-- START --
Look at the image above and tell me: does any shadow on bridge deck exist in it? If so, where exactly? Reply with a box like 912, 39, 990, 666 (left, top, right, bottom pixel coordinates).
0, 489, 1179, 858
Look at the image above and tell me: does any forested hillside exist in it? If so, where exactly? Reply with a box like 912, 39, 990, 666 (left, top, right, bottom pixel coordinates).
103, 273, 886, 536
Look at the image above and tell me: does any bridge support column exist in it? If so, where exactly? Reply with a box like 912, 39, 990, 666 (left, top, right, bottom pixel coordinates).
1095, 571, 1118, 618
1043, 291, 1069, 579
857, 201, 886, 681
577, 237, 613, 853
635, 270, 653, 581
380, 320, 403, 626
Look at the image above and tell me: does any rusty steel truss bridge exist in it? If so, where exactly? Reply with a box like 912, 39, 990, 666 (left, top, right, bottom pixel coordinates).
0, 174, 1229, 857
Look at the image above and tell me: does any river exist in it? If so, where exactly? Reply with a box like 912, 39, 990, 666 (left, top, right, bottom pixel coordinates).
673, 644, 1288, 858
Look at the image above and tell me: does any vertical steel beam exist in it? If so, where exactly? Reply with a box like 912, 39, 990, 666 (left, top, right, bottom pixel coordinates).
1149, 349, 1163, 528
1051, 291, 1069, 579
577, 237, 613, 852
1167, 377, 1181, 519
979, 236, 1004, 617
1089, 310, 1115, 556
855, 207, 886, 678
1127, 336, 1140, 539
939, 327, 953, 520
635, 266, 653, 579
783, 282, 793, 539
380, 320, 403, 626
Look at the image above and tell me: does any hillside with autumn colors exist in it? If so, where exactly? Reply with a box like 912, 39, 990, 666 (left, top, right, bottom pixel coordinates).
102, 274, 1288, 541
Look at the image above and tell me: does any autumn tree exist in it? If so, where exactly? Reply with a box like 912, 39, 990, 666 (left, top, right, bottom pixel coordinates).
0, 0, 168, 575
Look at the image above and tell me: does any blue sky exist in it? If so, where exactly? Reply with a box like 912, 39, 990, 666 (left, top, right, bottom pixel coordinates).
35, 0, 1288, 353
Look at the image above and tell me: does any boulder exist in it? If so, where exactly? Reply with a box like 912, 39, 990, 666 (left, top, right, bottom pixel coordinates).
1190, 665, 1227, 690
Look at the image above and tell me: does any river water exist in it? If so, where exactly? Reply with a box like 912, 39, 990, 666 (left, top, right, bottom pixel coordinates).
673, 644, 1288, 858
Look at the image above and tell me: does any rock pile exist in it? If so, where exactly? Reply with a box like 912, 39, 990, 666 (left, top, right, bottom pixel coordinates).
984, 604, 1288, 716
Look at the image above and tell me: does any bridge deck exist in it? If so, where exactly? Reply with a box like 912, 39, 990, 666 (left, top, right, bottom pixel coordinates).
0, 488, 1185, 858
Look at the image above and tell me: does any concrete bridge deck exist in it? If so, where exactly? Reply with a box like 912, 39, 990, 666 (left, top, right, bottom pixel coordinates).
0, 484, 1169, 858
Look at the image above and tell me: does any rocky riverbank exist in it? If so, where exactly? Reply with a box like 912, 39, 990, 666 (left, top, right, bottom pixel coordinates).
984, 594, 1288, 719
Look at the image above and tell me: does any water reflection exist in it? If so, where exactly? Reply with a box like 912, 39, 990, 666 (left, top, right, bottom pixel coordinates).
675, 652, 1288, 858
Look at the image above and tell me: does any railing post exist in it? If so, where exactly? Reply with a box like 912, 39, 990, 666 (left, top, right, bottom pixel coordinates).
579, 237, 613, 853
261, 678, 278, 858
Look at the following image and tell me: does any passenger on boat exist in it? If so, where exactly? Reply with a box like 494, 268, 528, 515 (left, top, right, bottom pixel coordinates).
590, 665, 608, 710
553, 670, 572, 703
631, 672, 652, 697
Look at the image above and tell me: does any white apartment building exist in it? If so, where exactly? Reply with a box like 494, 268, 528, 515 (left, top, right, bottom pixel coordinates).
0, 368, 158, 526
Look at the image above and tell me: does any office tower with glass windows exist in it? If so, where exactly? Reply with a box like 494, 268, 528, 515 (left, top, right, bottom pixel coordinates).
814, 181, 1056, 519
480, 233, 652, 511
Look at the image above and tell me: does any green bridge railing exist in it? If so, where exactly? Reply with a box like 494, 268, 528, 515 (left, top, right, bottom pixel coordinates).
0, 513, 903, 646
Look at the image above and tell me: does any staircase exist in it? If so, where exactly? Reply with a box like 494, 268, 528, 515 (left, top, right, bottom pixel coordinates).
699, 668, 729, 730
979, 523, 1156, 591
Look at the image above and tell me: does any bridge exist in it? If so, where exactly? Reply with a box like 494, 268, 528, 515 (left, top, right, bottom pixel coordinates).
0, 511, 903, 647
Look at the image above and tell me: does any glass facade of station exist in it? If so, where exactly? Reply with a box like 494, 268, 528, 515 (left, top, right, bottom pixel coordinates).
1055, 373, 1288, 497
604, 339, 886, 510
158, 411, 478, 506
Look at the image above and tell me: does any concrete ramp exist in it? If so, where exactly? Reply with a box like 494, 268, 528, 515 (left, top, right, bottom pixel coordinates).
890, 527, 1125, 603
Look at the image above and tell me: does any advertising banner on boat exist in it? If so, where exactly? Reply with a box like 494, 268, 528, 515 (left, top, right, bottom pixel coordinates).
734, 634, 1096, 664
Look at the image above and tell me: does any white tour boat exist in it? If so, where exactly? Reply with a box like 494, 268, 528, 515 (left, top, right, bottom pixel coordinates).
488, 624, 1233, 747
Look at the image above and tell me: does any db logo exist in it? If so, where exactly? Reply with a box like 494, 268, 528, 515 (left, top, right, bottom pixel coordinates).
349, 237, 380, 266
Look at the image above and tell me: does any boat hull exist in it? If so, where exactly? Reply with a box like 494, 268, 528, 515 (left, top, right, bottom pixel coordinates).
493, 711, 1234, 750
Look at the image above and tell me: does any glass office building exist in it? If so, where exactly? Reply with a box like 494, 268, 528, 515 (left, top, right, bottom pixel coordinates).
-- END --
[Your task] Copy out every item above word for word, keeping each line as it appears.

[Expected output]
Look at the image above and tell me: does any shadow on bridge deck exist in it? If so, where exactly? Reply with a box like 912, 39, 990, 666 (left, top, right, bottom pixel coordinates).
0, 489, 1179, 858
Look at the image above and tell me: does any forested hillside exist in it? If so, where exactly? Reply with a box like 912, 39, 990, 666 (left, top, right, bottom pixel coordinates).
103, 273, 886, 536
Look at the image above and tell me: does any bridge support column exist in it? If so, where exactly? Reply with a box like 912, 39, 990, 666 (left, top, right, bottom pixel coordinates).
1095, 571, 1118, 618
1043, 291, 1069, 579
857, 201, 886, 681
577, 237, 613, 853
635, 270, 653, 581
380, 320, 403, 626
Look at the image above and tell me: does any rusty steel truss bridge exist in it? If so, where exactly? Reply with a box like 912, 39, 990, 666 (left, top, right, bottom pixel coordinates).
0, 174, 1229, 857
Look at the image above and tell me: does any river exist in it? If so, where exactly? Reply with a box like 912, 39, 990, 666 (left, top, right, bottom pixel coordinates).
673, 644, 1288, 858
Look at the image above and tell me: does any vertical steel beam exist in it? If so, where exactly? Reply with a box like 912, 39, 990, 666 (left, top, right, bottom pixel coordinates).
1149, 349, 1163, 528
1051, 291, 1069, 579
577, 237, 613, 852
1167, 377, 1181, 519
979, 236, 1004, 617
1089, 310, 1115, 556
855, 207, 886, 678
1127, 336, 1140, 539
939, 327, 953, 520
635, 266, 653, 579
783, 282, 793, 539
380, 320, 403, 626
Look at the image above and tell me: does any hillside with autumn colors exist in it? If so, where exactly? Reply with a box like 912, 39, 990, 666 (left, top, right, bottom pixel coordinates).
102, 274, 1288, 541
Look at the image above and tell me: does any autumn tree exist in it? If so, where exactly? Reply with a box like 912, 39, 990, 666 (left, top, right, bottom pixel coordinates).
0, 0, 168, 575
Look at the image above and tell me: does any blue sky exist in it? If so, where exactly? Reply with a box like 912, 39, 990, 666 (left, top, right, bottom pixel coordinates).
35, 0, 1288, 353
Look at the image above and tell me: does any boulder exist in it? If so, where exactly? Reply with a box like 912, 39, 990, 666 (left, top, right, bottom pixel coordinates).
1190, 665, 1227, 690
Look at the image above and tell me: does any river water exist in it? If so, where exactly? Reply with a box like 912, 39, 990, 666 (left, top, right, bottom pixel coordinates).
673, 644, 1288, 858
Look at the image above and tell me: does any rock pile exist in it? If so, where exactly? Reply with a box like 912, 39, 990, 666 (left, top, right, bottom pixel coordinates).
984, 604, 1288, 716
Look at the image above and tell me: does any bridge deck exist in it? If so, where exactly? Reply with a box like 912, 39, 990, 666 (left, top, right, bottom pixel coordinates).
0, 488, 1185, 858
Look at the image above and tell me: does any concrete bridge deck exist in it? If so, where exactly? Reply with a box like 912, 39, 990, 666 (left, top, right, bottom pixel coordinates).
0, 484, 1169, 858
Look at the image above and tell me: does any rocky riverbank exist in it? If so, where exactly? Reply with a box like 912, 39, 990, 666 (left, top, right, bottom pixel coordinates).
984, 594, 1288, 719
Look at the image above and tell me: does any water reflection exist in it? If so, where exactly? Reply with a box like 912, 39, 990, 666 (left, top, right, bottom pixel coordinates).
675, 652, 1288, 858
Look at the image above and tell me: does any railing post exist in it? If so, where exactly? Reply with a box like 912, 39, 990, 666 (left, top, right, bottom pixel coordinates).
579, 237, 613, 853
261, 678, 278, 858
Look at the following image and tell me: does any passenger on boat exist in it? If so, where exactly? Reply with a box like 494, 268, 528, 515 (left, top, right, bottom pixel coordinates).
590, 665, 608, 710
553, 670, 572, 703
631, 672, 652, 697
Look at the image above and tell me: does any white apartment building exist in it? If so, where exactly? Reply with a box like 494, 268, 528, 515 (left, top, right, bottom pixel coordinates).
0, 368, 158, 526
Look at the image above and tell me: does any office tower with glass windows exist in it? If so, where exactly? Reply with a box like 494, 268, 528, 515 (left, top, right, bottom pixel coordinates).
814, 181, 1056, 519
480, 233, 652, 511
Look at the image above and tell me: does any green bridge railing exist in it? If so, where exactly? Reply with a box like 494, 268, 528, 515 (left, top, right, bottom pixel coordinates).
0, 513, 903, 646
Look at the image above and tell me: does any staircase exist in it? If so, where exactly? Reply with a box like 494, 268, 528, 515 (left, top, right, bottom pixel coordinates).
699, 668, 729, 730
979, 523, 1156, 591
Look at the image above and tell me: does any bridge exist in it? If so, where exactly? Reply with a box like 494, 268, 528, 515 (left, top, right, bottom pixel coordinates).
0, 511, 903, 647
Look at the image above and tell me: does any glass facade of station exist in it? If so, where exactly? Reply with a box like 494, 268, 528, 515 (left, top, right, bottom pixel coordinates).
1055, 373, 1288, 497
604, 339, 886, 510
158, 411, 478, 506
Look at the image above and tell me: does any concrete ramp exist in it? If so, where exactly? Reply with a box like 494, 268, 528, 515 (left, top, right, bottom pixel coordinates).
890, 527, 1125, 603
Look at the image above and tell me: does any advertising banner on boat exist in it? If so, where exactly? Reply with a box like 494, 268, 528, 515 (left, top, right, bottom pixel coordinates).
734, 634, 1096, 664
Look at the image above and tell me: does any white tour boat exist in it? If so, where exactly? Reply with a box like 494, 268, 528, 515 (left, top, right, bottom pixel coordinates).
488, 624, 1233, 747
Look at the image above and tell me: does any db logo exist in it? If so, where exactly? Reply with a box like 494, 268, 528, 515 (left, top, right, bottom pixel coordinates).
349, 237, 380, 266
Look at the image above and tell me: does any boat hull exist in it? If so, where exactly? Reply with a box like 494, 268, 528, 515 (left, top, right, bottom pixel coordinates).
493, 711, 1234, 750
Look at the image above and tell me: does any glass office building exist in it? If so, where exactly? Reply with a box like 494, 268, 528, 515 (left, top, right, bottom pixel coordinates).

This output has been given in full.